=== Material for the task ===

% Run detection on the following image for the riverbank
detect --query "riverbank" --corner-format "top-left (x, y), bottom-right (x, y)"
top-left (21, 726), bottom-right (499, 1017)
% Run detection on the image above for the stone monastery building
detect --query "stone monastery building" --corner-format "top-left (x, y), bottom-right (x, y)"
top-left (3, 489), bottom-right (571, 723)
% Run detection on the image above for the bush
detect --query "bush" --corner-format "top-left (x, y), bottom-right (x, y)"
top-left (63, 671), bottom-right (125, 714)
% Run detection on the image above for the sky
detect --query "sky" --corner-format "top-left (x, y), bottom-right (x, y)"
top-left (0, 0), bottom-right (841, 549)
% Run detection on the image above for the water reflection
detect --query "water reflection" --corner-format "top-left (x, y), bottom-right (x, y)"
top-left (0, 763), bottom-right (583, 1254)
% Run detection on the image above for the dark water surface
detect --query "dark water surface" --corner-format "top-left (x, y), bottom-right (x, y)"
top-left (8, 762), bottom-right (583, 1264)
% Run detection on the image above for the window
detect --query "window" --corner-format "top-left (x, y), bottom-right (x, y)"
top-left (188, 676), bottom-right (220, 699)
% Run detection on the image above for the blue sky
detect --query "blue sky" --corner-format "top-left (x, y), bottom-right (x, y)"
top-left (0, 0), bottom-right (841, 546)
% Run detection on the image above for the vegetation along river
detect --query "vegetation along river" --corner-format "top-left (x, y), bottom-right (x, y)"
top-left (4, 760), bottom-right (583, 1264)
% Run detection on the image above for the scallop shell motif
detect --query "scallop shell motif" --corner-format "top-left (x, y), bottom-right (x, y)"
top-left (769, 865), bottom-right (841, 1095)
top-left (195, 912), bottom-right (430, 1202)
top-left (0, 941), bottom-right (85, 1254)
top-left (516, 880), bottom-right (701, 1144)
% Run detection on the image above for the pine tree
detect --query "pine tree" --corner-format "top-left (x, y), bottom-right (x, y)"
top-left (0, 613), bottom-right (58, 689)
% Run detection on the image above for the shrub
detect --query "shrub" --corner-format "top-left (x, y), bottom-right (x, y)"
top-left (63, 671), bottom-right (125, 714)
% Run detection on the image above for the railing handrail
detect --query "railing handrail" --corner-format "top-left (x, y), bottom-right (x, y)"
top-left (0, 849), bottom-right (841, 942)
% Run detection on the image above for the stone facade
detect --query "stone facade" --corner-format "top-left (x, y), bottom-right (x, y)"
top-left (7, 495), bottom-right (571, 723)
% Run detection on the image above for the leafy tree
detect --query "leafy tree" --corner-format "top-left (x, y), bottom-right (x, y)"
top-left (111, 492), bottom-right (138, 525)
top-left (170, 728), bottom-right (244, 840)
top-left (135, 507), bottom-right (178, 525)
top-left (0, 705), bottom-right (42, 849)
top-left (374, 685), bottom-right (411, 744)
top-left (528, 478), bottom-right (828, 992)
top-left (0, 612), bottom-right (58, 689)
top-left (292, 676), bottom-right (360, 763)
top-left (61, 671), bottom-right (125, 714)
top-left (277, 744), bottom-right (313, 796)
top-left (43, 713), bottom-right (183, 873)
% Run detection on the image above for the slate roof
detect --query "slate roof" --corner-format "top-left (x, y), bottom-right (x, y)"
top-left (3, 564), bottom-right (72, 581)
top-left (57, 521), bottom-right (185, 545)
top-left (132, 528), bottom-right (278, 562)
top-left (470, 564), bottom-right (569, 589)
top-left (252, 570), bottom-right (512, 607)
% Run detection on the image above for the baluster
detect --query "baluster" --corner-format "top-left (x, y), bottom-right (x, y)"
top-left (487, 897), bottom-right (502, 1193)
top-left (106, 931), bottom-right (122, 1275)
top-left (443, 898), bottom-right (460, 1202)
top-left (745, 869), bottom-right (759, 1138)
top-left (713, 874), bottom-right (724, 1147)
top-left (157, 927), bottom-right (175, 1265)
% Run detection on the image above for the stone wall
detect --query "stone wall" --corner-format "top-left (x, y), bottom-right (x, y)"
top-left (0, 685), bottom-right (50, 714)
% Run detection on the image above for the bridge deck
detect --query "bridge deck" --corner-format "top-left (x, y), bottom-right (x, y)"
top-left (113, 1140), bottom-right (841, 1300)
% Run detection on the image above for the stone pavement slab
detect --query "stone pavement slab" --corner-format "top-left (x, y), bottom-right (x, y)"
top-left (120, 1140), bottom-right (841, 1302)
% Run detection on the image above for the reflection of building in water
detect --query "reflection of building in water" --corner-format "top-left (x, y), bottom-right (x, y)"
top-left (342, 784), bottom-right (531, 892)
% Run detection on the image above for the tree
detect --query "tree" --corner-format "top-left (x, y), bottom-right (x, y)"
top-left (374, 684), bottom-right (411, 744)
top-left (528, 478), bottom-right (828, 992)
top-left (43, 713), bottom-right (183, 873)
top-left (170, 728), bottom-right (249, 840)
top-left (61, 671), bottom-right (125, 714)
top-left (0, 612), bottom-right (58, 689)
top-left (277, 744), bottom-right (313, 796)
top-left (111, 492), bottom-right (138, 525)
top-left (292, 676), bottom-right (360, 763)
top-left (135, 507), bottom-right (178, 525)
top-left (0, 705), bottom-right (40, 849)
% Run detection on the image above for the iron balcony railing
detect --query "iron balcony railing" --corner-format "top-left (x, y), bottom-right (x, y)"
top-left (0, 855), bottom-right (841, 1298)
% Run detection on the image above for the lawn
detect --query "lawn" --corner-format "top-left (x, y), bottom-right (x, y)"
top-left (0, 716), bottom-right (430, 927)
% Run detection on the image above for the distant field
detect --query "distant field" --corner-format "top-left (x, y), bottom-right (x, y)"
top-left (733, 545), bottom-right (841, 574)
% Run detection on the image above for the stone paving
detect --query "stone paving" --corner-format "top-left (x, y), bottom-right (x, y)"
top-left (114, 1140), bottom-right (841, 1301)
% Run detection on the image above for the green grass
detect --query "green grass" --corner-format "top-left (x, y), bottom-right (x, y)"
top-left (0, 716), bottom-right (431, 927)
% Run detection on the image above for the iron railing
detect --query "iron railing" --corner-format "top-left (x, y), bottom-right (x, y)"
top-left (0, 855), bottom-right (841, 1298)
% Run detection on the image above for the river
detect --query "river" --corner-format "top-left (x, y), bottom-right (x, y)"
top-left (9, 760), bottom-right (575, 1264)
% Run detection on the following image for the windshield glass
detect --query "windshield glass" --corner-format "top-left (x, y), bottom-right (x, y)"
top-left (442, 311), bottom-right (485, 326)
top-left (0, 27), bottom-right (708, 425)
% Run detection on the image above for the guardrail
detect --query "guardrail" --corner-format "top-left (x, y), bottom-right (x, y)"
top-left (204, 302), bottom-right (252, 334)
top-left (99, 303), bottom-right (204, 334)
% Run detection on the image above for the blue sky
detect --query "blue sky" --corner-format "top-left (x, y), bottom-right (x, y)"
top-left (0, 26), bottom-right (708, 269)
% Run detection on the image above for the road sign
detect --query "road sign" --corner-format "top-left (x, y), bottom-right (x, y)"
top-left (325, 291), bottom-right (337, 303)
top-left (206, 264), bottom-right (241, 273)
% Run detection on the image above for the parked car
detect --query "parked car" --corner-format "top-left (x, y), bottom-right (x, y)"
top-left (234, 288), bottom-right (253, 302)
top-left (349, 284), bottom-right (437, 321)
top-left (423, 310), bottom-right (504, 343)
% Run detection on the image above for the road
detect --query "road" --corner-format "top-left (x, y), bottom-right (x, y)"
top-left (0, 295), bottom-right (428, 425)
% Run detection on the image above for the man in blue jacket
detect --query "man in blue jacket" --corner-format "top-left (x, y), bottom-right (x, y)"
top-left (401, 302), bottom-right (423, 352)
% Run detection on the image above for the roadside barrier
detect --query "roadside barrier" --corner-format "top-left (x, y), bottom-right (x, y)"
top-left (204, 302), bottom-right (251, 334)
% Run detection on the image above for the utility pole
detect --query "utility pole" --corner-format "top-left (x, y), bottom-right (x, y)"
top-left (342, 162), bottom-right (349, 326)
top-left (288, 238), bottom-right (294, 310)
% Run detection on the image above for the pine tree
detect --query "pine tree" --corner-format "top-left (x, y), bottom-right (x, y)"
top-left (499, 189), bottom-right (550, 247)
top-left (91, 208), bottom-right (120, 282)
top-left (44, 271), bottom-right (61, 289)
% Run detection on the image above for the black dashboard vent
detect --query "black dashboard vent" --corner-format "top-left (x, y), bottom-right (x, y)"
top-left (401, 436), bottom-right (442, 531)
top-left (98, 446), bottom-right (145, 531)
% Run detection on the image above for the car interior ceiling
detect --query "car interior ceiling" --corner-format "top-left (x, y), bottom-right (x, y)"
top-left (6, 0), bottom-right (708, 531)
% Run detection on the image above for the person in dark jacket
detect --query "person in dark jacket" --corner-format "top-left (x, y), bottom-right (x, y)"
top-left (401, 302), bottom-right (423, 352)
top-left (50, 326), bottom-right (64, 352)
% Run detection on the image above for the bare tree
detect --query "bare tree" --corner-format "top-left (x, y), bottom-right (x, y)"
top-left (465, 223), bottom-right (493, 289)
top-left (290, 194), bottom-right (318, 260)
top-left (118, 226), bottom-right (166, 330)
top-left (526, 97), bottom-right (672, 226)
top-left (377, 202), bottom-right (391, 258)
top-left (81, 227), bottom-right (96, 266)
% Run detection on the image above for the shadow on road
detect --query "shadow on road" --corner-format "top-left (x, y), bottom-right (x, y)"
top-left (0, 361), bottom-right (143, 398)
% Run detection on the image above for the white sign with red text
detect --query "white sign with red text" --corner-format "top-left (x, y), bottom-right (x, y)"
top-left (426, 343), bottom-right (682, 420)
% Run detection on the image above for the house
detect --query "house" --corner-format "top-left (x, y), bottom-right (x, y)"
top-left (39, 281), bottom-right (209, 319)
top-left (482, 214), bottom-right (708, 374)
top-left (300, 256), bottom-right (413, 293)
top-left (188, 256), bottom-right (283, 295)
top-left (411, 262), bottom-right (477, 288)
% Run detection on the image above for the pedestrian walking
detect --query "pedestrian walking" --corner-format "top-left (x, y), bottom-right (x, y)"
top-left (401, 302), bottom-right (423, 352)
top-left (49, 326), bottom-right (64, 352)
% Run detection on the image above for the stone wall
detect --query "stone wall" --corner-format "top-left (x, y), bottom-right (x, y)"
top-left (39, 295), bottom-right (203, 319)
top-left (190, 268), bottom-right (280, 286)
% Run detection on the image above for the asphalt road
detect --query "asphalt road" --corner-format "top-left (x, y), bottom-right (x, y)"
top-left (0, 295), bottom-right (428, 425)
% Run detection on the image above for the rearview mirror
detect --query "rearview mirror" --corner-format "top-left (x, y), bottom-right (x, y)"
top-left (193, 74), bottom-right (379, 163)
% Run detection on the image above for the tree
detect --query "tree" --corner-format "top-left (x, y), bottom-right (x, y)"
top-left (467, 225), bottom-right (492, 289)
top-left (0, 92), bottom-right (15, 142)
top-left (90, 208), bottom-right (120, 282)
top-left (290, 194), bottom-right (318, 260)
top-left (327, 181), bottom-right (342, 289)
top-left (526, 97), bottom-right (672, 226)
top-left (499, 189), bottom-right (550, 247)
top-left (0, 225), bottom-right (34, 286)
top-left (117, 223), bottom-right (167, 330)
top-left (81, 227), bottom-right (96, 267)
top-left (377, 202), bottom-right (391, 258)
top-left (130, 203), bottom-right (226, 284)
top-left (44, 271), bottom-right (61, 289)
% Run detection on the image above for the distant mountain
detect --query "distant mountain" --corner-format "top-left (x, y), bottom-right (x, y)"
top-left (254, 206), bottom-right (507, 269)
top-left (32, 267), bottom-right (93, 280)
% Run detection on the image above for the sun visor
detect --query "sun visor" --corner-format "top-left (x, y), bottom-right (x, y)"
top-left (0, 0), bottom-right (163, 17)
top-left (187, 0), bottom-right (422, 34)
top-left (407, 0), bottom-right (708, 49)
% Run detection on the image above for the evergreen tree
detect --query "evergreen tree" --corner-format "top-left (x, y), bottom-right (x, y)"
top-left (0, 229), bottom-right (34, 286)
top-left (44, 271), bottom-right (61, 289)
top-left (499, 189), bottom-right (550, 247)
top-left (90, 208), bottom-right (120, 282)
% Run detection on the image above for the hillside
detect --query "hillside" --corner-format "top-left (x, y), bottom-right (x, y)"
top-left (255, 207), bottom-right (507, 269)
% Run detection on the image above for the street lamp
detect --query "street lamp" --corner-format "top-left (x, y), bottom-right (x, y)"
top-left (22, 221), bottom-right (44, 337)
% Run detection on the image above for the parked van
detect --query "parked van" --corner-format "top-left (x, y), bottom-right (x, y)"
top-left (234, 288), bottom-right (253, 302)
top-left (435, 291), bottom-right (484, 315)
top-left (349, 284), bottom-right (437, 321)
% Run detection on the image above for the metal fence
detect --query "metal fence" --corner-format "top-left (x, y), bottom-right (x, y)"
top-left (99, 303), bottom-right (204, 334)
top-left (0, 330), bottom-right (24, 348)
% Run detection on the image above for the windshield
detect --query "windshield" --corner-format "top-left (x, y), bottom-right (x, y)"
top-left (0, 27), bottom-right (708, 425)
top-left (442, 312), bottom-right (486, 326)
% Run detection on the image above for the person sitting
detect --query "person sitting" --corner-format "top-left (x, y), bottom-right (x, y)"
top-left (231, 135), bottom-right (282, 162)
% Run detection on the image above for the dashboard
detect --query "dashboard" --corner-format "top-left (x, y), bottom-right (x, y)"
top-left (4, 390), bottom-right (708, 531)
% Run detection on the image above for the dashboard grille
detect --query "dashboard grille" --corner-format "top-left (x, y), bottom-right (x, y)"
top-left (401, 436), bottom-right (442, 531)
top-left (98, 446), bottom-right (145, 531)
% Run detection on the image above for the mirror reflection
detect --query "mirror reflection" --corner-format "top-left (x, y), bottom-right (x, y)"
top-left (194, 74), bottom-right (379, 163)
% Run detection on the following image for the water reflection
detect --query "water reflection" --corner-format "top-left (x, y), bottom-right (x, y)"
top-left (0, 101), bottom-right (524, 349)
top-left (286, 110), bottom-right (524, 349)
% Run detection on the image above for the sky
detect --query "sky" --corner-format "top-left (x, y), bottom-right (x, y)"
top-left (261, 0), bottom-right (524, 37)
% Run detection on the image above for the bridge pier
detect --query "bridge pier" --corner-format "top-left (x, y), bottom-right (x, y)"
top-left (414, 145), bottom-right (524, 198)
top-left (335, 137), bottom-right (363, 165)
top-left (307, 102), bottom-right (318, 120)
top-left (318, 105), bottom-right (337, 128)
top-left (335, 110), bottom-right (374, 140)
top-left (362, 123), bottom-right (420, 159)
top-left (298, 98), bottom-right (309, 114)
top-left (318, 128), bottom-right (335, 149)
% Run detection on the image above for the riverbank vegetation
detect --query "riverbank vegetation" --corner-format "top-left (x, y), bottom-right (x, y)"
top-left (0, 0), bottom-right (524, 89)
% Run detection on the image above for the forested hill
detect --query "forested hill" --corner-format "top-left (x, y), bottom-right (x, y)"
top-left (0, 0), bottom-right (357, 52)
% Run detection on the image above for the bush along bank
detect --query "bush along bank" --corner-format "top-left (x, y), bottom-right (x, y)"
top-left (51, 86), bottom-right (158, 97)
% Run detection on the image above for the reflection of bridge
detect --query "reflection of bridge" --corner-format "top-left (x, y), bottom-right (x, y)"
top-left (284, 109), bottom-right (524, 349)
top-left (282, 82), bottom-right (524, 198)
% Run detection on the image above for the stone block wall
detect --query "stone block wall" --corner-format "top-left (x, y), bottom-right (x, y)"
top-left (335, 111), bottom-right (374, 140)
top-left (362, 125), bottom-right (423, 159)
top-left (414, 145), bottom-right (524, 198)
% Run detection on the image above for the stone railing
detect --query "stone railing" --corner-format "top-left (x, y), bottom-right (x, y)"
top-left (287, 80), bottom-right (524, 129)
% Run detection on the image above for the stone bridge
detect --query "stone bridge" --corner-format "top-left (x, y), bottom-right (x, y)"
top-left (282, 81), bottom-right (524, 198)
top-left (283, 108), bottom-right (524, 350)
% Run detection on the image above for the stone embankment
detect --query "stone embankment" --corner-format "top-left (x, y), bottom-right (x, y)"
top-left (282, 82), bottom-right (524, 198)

===

#### [Request]
Set down, unchanged, the stretch of lines from the one containing "the distant field" through the one containing "top-left (0, 716), bottom-right (431, 927)".

#### [Final answer]
% Run detection on the image above for the distant field
detect --query "distant field" --corner-format "top-left (x, y), bottom-right (x, y)"
top-left (733, 545), bottom-right (841, 574)
% Run detection on the image above for the stone paving
detect --query "stone paving" --corner-format "top-left (x, y), bottom-right (x, y)"
top-left (114, 1140), bottom-right (841, 1301)
% Run detection on the image above for the green grass
detect --query "green grass" --corner-format "top-left (x, y), bottom-right (x, y)"
top-left (0, 716), bottom-right (431, 927)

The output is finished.